(Document section):
● ● ● ● ●
Do the Hard Work Upfront

One of the biggest mistakes we see with new product ideas is that founders come to us with a solution already fully formed in their minds. While well-intentioned, this can set the project up for failure. We can design the best widget in the world, but if it does not solve the problem (or the problem is not worth solving), it doesn’t matter.

This can cause otherwise positive engagements to end on a sour note. The client loves the product that was designed and prototyped, but it flops in the market, or it doesn’t truly solve the problem, and they’re left wondering why they spent all that money in the first place.

As a product development firm, we have an obligation to diagnose before prescribing. Our key value-add is not just the product itself, but the process we use to arrive at the right product. At Pillar, we frequently work with founders developing hardware for the first time. This is a significant endeavor to undertake, and clients can sometimes be surprised by the level of investment, time, and iteration required to bring a product to market.

The most successful engagements we’ve had are the ones where we spend significant time and energy upfront properly defining the problem, the solution, and the specific requirements of the product. So, what does this process look like in practice?

Typically, this work takes shape as a market requirements document (MRD) and a product requirements document (PRD).

The MRD defines why a product should be built. It focuses on the market need. It helps define the user, the problem, the competitive landscape, and the business rationale for the product.

The PRD defines what to build. It translates the MRD into specific product requirements, features, constraints, and success criteria.

There is also an engineering requirements document (ERD) that follows the PRD. It defines how the product will be engineered to meet the PRD, but that’s an article for another day.
● ● ● ● ●
(Entries shown):

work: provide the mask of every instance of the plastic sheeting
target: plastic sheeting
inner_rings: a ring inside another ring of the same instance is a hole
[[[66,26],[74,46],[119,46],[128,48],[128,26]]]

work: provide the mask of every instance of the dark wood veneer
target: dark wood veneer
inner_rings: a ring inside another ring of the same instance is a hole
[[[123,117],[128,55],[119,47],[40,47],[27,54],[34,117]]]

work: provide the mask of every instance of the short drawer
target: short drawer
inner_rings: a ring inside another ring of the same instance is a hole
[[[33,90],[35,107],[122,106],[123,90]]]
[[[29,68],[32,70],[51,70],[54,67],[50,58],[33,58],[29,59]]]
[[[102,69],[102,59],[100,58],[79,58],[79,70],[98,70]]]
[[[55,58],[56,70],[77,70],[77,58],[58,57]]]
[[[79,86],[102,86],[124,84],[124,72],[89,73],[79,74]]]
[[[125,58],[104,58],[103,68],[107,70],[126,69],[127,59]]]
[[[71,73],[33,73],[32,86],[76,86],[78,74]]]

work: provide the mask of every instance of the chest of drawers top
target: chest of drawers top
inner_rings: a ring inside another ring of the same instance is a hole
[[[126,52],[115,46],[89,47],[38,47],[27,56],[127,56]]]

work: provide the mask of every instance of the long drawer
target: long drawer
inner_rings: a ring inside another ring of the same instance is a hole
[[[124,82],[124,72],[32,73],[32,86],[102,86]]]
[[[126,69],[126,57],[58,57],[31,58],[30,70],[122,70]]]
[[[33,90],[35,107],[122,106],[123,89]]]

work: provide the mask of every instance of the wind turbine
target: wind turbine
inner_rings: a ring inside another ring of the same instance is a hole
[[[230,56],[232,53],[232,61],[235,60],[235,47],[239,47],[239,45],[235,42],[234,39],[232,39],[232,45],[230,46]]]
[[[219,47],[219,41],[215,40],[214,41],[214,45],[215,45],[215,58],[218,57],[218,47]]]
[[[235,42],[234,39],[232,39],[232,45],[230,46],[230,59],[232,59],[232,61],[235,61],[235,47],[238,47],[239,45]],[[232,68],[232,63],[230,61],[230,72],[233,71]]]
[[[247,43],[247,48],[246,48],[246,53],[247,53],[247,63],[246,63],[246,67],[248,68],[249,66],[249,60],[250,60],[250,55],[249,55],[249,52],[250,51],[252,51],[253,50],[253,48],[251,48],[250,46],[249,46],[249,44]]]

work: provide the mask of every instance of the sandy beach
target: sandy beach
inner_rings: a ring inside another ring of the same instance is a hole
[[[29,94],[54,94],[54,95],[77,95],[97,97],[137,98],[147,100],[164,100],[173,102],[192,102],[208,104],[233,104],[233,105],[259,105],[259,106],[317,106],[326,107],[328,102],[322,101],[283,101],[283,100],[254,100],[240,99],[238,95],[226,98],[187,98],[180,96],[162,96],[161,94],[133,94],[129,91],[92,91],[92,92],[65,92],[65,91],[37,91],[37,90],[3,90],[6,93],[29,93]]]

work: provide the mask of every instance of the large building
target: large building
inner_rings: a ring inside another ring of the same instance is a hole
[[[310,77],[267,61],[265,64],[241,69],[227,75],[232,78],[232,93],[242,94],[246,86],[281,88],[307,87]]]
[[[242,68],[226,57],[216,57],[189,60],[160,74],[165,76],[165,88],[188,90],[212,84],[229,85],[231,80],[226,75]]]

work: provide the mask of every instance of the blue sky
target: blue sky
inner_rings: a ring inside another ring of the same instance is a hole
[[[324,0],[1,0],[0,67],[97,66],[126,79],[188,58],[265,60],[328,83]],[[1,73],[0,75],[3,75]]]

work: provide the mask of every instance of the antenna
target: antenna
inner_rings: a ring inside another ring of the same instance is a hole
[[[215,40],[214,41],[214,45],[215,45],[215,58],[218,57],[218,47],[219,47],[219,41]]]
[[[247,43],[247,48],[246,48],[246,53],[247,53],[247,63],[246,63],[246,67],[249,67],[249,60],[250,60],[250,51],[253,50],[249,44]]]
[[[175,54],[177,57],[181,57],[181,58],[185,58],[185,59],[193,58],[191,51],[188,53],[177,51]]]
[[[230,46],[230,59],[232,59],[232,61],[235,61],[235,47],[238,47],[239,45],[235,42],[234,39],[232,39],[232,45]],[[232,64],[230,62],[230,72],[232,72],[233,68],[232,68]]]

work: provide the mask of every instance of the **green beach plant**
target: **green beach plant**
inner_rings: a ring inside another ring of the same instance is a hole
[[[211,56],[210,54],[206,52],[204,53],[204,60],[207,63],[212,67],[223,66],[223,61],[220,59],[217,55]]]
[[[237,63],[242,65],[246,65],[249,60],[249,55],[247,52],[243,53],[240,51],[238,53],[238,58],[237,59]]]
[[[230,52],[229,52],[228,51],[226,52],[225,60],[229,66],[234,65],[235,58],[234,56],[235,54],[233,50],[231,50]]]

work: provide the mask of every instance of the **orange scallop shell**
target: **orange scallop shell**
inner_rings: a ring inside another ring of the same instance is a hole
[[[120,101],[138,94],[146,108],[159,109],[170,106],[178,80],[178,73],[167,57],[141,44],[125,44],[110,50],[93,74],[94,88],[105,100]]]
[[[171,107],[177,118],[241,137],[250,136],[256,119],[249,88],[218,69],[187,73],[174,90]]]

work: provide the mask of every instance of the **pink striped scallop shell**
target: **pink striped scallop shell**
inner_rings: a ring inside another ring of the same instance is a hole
● ● ● ● ●
(Problem to work on):
Extract the complete article about doing the hard work upfront on product ideas, reproducing it word for word from the top of the page.

(Exercise result):
Do the Hard Work Upfront

One of the biggest mistakes we see with new product ideas is that founders come to us with a solution already fully formed in their minds. While well-intentioned, this can set the project up for failure. We can design the best widget in the world, but if it does not solve the problem (or the problem is not worth solving), it doesn’t matter.

This can cause otherwise positive engagements to end on a sour note. The client loves the product that was designed and prototyped, but it flops in the market, or it doesn’t truly solve the problem, and they’re left wondering why they spent all that money in the first place.

As a product development firm, we have an obligation to diagnose before prescribing. Our key value-add is not just the product itself, but the process we use to arrive at the right product. At Pillar, we frequently work with founders developing hardware for the first time. This is a significant endeavor to undertake, and clients can sometimes be surprised by the level of investment, time, and iteration required to bring a product to market.

The most successful engagements we’ve had are the ones where we spend significant time and energy upfront properly defining the problem, the solution, and the specific requirements of the product. So, what does this process look like in practice?

Typically, this work takes shape as a market requirements document (MRD) and a product requirements document (PRD).

The MRD defines why a product should be built. It focuses on the market need. It helps define the user, the problem, the competitive landscape, and the business rationale for the product.

The PRD defines what to build. It translates the MRD into specific product requirements, features, constraints, and success criteria.

There is also an engineering requirements document (ERD) that follows the PRD. It defines how the product will be engineered to meet the PRD, but that’s an article for another day.